*EXERCISE PASSAGE*:
Another execution has been postponed, due to COVID-19.
The Tennessee Supreme Court announced Friday that Byron Black will not be put to death this October. For now, his execution has been rescheduled for April 2021.
Black was sentenced to death in 1989 on three murder charges. But his defense team says he suffers from “mental defects,” including brain damage and schizophrenia. Federal defender Kelley Henry says she plans to ask the court for a competency hearing, to overturn his execution altogether. She says such a hearing couldn’t happen while protections to prevent the spread of the virus are still in place, since they would have to bring in mental health experts from out of state.
“The stay in Mr. Black’s case was absolutely necessary,” Henry says.
Multiple death row inmates have asked the state to pause executions during the pandemic. Their attorneys argue that social distancing measures have made it difficult for them to meet with their clients and build their clemency cases. Black’s lawyer says delaying executions will also help protect prison guards, inmates and witnesses who have to visit the prison for an execution.

*ENTRIES PROVIDED*:
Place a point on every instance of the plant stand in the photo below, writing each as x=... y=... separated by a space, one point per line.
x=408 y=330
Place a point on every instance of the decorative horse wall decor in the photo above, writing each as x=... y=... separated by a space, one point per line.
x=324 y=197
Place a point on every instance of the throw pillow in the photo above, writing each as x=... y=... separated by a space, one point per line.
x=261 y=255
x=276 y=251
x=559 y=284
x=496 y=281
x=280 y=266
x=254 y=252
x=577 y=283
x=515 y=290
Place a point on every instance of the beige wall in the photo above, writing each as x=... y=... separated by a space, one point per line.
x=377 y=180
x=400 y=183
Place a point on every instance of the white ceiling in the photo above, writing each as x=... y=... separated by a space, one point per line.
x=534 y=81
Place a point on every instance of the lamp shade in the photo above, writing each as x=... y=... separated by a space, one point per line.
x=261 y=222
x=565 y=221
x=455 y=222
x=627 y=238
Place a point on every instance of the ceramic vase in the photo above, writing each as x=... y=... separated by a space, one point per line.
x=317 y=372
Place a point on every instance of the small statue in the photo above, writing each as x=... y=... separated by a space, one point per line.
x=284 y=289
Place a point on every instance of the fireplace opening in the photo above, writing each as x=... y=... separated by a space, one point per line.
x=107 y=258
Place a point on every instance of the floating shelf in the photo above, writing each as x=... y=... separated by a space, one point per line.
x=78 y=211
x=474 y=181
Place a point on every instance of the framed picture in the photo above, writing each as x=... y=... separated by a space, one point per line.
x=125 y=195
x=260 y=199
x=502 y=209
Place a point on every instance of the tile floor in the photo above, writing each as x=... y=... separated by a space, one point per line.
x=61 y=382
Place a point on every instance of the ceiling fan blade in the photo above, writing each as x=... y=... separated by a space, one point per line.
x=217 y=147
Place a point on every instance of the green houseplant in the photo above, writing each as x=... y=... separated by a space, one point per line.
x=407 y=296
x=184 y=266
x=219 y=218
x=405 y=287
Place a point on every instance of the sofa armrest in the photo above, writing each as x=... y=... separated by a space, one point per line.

--

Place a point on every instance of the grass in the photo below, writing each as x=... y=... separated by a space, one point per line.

*TASK PROMPT*: Extend the news report on Byron Black's postponed execution by writing what would come next, starting after its last sentence.

*TASK ANSWER*:
Several weeks ago, the Tennessee Supreme Court postponed the execution of another man on death row scheduled to die in June. But it denied a similar request for an execution set for this August.
Outside visitors have been barred from state prisons since mid-March. Many correctional facilities have emerged as coronavirus hotspots since then. More than 3,000 Tennessee inmates have tested positive for the virus since the start of the pandemic.